*Material zur Aufgabe*
* * *

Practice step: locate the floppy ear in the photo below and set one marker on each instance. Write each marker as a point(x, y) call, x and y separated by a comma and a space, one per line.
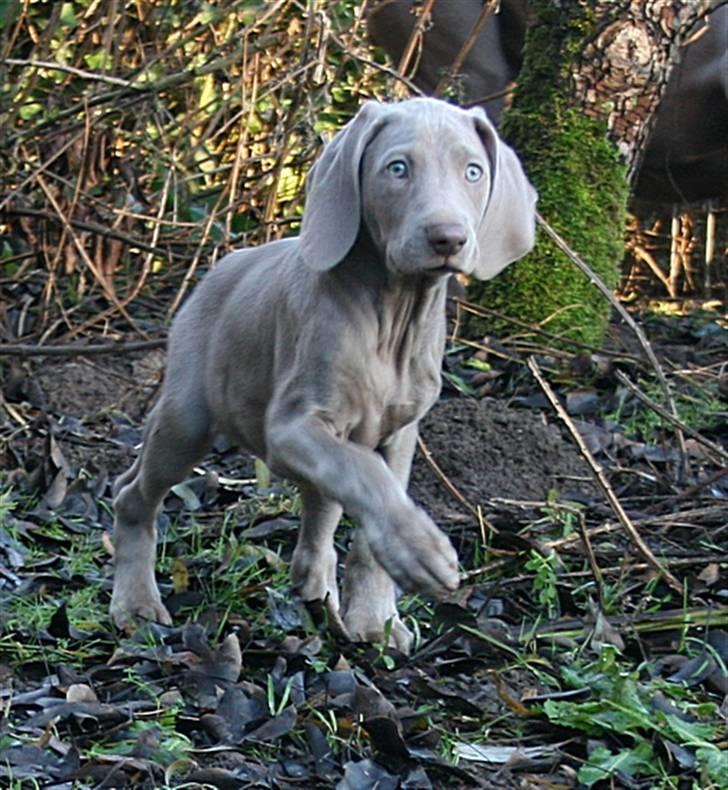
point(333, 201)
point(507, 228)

* * *

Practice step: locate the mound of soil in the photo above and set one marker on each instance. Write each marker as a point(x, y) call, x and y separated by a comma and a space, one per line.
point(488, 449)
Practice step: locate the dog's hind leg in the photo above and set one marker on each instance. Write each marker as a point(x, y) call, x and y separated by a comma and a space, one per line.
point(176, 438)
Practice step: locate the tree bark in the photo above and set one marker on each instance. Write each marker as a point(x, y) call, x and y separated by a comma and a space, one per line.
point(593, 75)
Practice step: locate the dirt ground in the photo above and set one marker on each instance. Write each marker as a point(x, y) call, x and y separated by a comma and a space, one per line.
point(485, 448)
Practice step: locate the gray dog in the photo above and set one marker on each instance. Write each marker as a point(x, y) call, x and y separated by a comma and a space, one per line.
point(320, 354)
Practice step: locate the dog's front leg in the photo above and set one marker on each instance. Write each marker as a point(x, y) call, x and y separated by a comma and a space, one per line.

* * *

*Deine Aufgabe*
Gib die Daten von der Zeile mit „Practice step: locate the dirt“ bis zur Zeile mit „point(485, 448)“ vollständig wieder. Skaliere dabei nur die Koordinaten in den Antworten mit dem Faktor 0,4 und runde auf ganze Zahlen, Hälften aufwärts.

*Ergebnis der Übung*
Practice step: locate the dirt ground in the photo above and set one marker on each instance. Write each marker as a point(x, y) call, x and y separated by a comma and a space, one per line.
point(194, 179)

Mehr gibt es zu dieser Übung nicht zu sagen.